- Task directions -
What lines in the material hold the string "building"? Copy out each of them.

- Entries supplied -

--------------------

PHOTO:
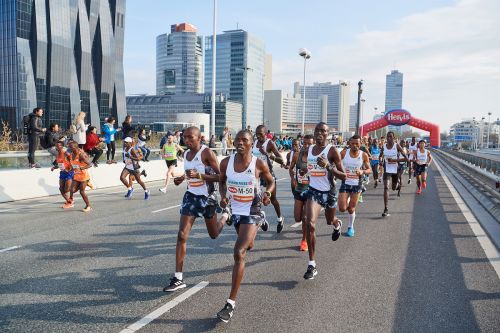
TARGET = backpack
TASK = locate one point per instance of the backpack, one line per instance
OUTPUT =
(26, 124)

--------------------

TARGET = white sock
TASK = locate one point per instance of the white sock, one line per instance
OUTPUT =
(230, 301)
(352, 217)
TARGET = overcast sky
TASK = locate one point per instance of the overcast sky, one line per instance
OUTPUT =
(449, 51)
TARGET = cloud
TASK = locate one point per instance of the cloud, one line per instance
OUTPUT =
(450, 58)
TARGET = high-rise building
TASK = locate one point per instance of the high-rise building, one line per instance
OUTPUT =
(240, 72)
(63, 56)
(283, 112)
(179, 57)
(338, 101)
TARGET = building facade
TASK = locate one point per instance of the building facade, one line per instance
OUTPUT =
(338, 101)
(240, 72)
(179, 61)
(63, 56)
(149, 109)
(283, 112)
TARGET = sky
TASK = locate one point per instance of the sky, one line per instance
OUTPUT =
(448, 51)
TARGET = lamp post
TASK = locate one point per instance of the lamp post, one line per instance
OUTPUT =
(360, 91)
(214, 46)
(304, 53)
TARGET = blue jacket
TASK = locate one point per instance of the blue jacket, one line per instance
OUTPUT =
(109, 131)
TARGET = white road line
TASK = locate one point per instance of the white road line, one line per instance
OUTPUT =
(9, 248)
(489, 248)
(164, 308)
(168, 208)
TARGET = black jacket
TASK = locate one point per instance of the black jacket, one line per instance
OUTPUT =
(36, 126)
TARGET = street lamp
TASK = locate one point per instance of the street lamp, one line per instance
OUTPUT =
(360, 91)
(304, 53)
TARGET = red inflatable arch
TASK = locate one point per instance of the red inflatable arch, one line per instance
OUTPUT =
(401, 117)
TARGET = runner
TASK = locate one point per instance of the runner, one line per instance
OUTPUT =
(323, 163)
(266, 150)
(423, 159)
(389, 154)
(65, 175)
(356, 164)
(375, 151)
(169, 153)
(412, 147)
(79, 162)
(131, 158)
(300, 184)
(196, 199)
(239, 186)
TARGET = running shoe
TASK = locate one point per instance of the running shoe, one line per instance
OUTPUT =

--------------------

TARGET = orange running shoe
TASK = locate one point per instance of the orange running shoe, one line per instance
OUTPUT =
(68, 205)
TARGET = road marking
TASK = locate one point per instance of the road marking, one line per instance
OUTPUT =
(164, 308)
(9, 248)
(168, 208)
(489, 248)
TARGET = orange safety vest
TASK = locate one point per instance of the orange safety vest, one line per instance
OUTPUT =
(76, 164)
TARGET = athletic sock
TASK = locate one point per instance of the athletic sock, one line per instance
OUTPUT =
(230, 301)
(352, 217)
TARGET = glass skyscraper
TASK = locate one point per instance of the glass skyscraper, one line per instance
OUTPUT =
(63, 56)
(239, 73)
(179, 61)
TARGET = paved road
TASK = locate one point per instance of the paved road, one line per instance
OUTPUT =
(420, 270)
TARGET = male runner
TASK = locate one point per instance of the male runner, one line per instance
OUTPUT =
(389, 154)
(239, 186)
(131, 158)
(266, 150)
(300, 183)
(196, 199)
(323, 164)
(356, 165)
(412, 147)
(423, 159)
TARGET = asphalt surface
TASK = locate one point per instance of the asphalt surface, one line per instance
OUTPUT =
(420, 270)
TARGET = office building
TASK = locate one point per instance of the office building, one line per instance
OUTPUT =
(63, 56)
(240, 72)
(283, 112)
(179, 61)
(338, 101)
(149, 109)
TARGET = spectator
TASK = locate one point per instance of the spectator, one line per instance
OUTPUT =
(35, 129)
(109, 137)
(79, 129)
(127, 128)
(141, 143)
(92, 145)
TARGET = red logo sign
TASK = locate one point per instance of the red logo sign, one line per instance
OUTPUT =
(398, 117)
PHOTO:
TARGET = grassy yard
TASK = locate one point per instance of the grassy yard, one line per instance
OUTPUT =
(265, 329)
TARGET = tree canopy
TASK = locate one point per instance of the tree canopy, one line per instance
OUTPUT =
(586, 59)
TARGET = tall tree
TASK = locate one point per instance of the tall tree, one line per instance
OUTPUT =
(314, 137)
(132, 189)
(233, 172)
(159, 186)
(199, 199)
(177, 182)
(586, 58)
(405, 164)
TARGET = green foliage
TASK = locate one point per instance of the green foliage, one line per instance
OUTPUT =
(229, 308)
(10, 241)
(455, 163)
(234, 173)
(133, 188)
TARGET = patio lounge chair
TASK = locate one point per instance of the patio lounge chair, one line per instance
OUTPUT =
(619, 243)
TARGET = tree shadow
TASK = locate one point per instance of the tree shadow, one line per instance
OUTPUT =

--------------------

- Result of this task -
TARGET = high-rise building
TASK = locate one point per instance of the high-rise building, one line per instance
TARGET = building facade
TASK = locate one point per instance of the building facade, one line per instance
TARGET = office building
TASK = locate one point per instance of the office building, one line per instance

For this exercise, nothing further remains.